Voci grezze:
═══

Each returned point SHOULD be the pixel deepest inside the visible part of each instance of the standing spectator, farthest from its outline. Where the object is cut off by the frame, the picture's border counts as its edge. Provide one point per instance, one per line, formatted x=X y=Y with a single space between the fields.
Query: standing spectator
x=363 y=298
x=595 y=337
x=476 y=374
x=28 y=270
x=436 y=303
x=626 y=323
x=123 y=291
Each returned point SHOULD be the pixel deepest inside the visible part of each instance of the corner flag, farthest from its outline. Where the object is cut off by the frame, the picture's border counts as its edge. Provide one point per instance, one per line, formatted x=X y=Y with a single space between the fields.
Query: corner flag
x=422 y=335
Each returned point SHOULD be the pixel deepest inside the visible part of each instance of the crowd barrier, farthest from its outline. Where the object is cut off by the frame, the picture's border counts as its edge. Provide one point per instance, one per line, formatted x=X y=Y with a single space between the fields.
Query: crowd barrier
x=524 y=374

═══

Ripeti parola per parola tutte le voci riportate sopra.

Each returned point SHOULD be the pixel deepest inside the visible part of each instance of the standing spectator, farthest from its outline. Where the object is cut off by the frame, the picture's border counts as its edge. Provide one point per instance, one per line, formatted x=X y=Y with a single space between the fields.
Query: standing spectator
x=363 y=298
x=595 y=337
x=476 y=374
x=28 y=270
x=436 y=303
x=626 y=323
x=123 y=291
Each returned point SHOULD be the pixel deepest inside the visible part of each instance of the corner flag, farthest from its outline. Where the object is cut off by the frame, the picture's border counts as its edge. Provide one point per instance, one per line, formatted x=X y=Y with a single space between the fields.
Query: corner flag
x=422 y=335
Each returned point SHOULD be the pixel deepest inside the visible part of each instance of the crowd barrier, farthest from its outline. Where the object is cut off by the frame, the picture's border counts as its edge. Provide one point per instance, one per line, formatted x=X y=Y with a single space between the fields.
Query: crowd barrier
x=524 y=374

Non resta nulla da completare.